What you are asked to do
Beginning with the line that has "Target: background vegetation" and ending with the line that has "Target: asphalt surface", retype the entries below exactly, except for the pictures.

Dataset content
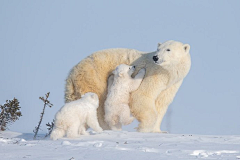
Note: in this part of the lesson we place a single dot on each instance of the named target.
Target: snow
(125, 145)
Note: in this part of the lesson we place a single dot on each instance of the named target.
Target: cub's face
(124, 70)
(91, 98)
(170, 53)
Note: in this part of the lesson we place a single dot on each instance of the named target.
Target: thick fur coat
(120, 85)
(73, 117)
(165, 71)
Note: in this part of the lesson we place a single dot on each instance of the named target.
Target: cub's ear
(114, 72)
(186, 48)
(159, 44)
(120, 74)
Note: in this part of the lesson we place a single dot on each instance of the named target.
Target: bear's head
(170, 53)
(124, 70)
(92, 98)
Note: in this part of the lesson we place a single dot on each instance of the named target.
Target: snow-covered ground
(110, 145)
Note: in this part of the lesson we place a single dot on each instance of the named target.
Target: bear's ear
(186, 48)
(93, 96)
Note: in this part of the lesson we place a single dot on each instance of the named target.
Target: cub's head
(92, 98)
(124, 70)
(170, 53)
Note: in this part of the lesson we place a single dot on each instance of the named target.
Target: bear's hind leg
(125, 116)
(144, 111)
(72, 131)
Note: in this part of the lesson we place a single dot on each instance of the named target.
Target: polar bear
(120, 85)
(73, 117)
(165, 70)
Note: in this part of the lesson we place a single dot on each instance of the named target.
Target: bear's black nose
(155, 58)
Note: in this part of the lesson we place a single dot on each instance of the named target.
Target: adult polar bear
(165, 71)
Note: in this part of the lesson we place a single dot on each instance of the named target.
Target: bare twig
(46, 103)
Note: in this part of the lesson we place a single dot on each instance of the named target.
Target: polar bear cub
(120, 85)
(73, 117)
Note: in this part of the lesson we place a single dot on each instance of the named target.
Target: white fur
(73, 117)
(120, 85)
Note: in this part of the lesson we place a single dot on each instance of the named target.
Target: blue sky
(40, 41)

--

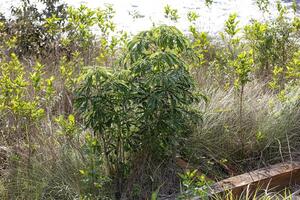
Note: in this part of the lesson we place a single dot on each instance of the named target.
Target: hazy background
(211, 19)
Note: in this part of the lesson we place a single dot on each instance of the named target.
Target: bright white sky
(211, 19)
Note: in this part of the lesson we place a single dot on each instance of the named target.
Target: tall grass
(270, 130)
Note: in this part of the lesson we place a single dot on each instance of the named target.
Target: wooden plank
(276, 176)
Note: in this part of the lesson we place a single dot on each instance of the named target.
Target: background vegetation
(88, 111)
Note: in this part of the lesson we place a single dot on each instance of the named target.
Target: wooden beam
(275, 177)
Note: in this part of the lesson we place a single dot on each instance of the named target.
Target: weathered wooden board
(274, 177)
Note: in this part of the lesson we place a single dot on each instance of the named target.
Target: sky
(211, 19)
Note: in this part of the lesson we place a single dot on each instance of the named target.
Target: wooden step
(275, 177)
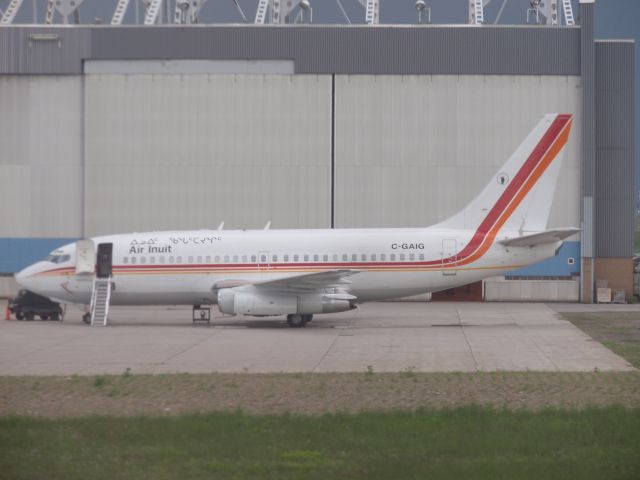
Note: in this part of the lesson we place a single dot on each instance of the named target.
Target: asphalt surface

...

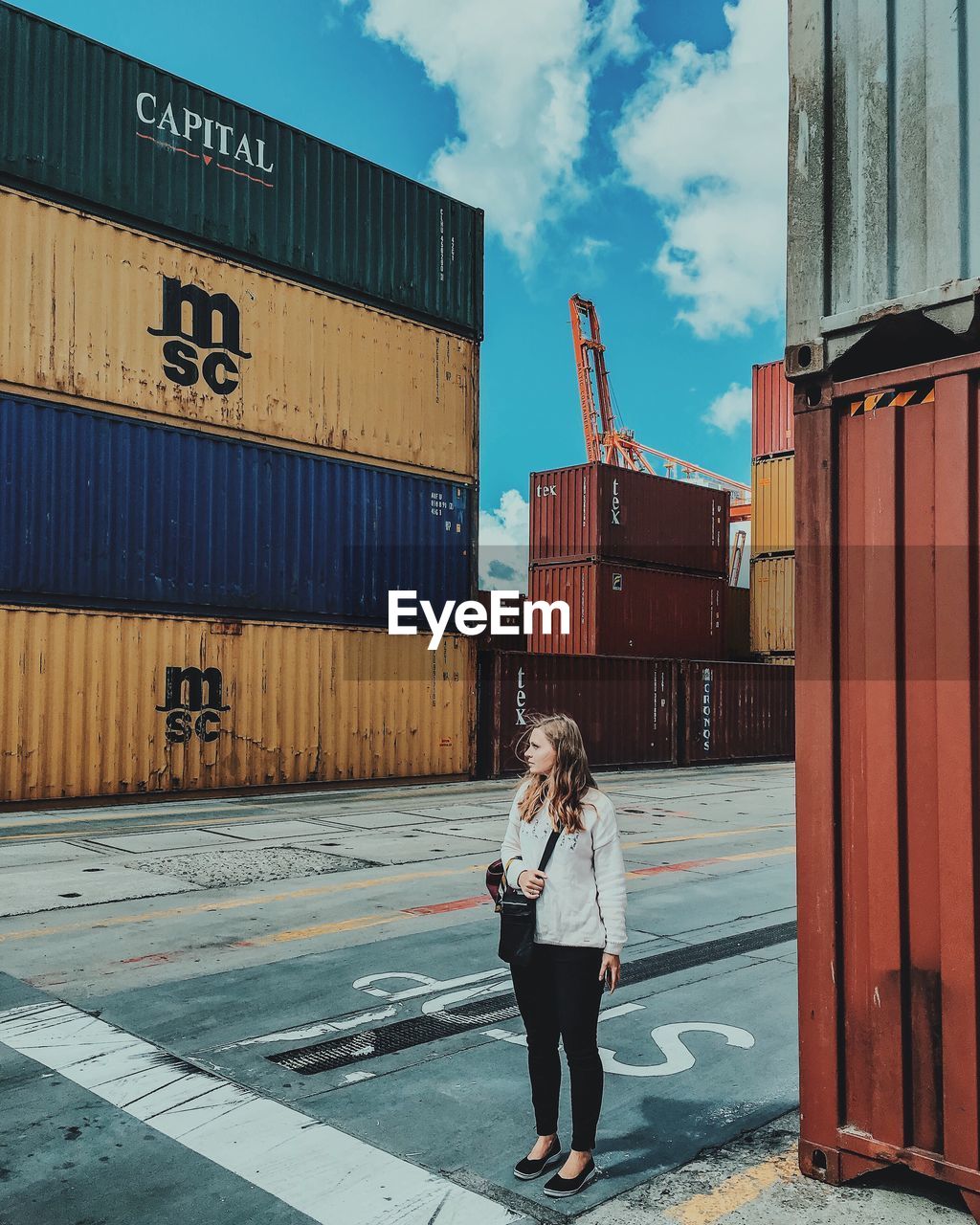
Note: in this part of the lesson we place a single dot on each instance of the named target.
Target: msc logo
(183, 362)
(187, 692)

Written response
Target: background vegetation
(88, 111)
Note: in this part of the lesson we place a single dot on each instance of the named target.
Target: wooden beam
(275, 177)
Note: in this part of the lesson we place a single dot on each instance of the named target.
Target: weathered wooden board
(274, 177)
Note: in this part of the lesson we place a single dot on each instance of the named target.
Target: sky
(211, 19)
Note: in this part of the lesson we place a single dot on each instance of the named target.
Target: wooden step
(275, 177)
Note: in this part of the lesson we place a single dot on each instance of the named target.
Target: asphalt surface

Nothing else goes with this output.